» Stated problem a
Copy the lines of the records from the one containing "Where can the horse head" through the final line of the records, inclusive.

—————

# Advice Needed - Hyatt purchase



## j4sharks (Oct 10, 2007)

I have opportunity to purchase a Week 20 2BR unit at Hyatt in Sedona (2,000 Hyatt points) for $19,100.  I dont intend to visit Sedona often.  Rather, I intend to use the points to stay at Hyatt in Tahoe and Carmel most of the time.  Ques ... if Hyatt's system flexible enough that I will be able to get dates in Tahoe and Carmel during Diamond (prime) season for 3 and 4 night stays if I am not an owner there?  I am familiar with Westin's system, and I would not buy if it was Westin.  But I have heard Hyatt's system works differently and I should be ok.  Any words of wisdom from Hyatt owners???  I need to make a quick decision!

Thanks!

Jeff


----------



## ondeadlin (Oct 10, 2007)

I think you could get a 2,000 point week at High Sierra for that price or a little more. If that's the case, it would make a lot more sense to buy where you want to go and KNOW you're going to be able to make reservations than gamble by buying somwhere you don't want to go.


----------



## duke (Oct 10, 2007)

j4sharks said:


> I have opportunity to purchase a Week 20 2BR unit at Hyatt in Sedona (2,000 Hyatt points) for $19,100.
> 
> Ques ... if Hyatt's system flexible enough that I will be able to get dates in Tahoe and Carmel during Diamond (prime) season for 3 and 4 night stays
> 
> I am familiar with Westin's system, and I would not buy if it was Westin.

—————

» Stated problem b
In the Hyatt purchase thread, where does ondeadlin think a 2,000 point week could be bought for that price or a little more?

» Stored records
—————

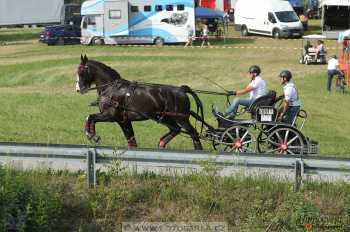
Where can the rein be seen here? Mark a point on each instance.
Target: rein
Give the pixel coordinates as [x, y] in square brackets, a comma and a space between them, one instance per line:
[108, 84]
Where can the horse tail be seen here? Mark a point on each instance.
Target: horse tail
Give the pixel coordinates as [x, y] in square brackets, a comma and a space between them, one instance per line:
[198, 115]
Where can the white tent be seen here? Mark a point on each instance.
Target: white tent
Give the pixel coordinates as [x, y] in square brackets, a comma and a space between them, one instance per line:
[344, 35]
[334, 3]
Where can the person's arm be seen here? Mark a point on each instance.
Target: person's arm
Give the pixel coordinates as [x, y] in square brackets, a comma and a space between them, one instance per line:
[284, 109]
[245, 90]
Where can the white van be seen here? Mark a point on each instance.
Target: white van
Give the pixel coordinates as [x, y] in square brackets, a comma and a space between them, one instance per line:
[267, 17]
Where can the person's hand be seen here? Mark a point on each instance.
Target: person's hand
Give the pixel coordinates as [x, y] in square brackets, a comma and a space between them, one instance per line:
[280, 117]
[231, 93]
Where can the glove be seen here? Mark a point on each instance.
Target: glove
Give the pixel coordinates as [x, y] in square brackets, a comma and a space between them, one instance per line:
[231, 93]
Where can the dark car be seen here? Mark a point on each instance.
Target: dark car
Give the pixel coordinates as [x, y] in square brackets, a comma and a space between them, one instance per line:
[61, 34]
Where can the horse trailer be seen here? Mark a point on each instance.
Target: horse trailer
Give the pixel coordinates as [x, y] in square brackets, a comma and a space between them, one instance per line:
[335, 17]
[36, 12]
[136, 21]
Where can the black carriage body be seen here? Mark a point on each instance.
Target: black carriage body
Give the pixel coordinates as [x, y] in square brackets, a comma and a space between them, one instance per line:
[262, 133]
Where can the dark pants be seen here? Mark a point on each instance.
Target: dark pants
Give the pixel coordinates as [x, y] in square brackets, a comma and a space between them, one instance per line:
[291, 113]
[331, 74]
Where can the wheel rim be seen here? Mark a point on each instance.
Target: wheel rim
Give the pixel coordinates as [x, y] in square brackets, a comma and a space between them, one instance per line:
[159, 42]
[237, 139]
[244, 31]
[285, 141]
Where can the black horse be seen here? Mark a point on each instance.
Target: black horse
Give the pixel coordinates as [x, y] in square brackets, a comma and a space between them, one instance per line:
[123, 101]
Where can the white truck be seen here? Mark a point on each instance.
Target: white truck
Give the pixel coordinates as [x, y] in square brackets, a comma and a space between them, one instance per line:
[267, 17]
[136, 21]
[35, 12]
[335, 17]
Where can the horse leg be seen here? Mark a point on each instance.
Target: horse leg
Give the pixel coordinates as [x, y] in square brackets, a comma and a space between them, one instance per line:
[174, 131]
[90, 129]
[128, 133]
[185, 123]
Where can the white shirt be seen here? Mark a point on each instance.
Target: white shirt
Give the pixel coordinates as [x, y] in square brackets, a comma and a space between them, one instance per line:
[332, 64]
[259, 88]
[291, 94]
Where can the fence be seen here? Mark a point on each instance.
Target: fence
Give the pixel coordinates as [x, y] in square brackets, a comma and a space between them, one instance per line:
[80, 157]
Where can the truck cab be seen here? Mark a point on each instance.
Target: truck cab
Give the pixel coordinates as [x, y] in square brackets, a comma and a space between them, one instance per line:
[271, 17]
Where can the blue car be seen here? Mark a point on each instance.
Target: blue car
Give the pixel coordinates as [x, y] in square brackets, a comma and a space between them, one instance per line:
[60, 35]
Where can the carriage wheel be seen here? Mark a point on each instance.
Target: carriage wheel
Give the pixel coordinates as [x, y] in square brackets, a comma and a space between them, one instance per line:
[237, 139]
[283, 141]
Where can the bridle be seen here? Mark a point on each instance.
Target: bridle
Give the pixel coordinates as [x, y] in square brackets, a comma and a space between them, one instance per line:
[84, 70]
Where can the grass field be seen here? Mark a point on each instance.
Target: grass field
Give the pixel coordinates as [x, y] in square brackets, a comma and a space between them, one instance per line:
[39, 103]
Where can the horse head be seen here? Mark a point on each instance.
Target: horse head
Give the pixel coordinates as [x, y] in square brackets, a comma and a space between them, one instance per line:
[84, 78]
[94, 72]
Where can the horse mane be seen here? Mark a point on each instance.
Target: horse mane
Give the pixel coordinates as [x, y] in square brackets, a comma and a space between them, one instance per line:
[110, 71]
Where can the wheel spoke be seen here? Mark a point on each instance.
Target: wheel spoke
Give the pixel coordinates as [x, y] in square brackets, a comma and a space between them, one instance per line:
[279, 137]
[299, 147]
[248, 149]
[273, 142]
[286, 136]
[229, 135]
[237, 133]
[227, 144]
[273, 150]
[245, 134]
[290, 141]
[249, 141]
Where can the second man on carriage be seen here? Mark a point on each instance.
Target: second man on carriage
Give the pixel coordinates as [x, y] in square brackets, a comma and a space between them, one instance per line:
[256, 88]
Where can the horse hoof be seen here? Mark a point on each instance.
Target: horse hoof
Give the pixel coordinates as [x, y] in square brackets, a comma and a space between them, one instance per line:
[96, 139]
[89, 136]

—————

» Complete output a
Where can the horse head be seen here? Mark a point on each instance.
Target: horse head
Give the pixel coordinates as [x, y] in square brackets, a comma and a space between them, one instance per line:
[84, 78]
[94, 72]
Where can the horse mane be seen here? Mark a point on each instance.
Target: horse mane
Give the pixel coordinates as [x, y] in square brackets, a comma and a space between them, one instance per line:
[110, 71]
Where can the wheel spoke be seen here? Mark a point on each instance.
Target: wheel spoke
Give the pixel coordinates as [x, y] in square brackets, a comma and a space between them, one instance per line:
[279, 137]
[299, 147]
[248, 149]
[273, 142]
[286, 136]
[229, 135]
[237, 133]
[227, 144]
[273, 150]
[245, 134]
[290, 141]
[249, 141]
Where can the second man on carriage be seen here? Mark a point on each instance.
Target: second man on carriage
Give the pixel coordinates as [x, y] in square brackets, a comma and a space between them, one instance per line:
[256, 88]
Where can the horse hoof be seen here? Mark a point on each instance.
Target: horse hoof
Give the pixel coordinates as [x, y] in square brackets, a comma and a space between them, one instance per line:
[96, 139]
[89, 136]

» Complete output b
At High Sierra.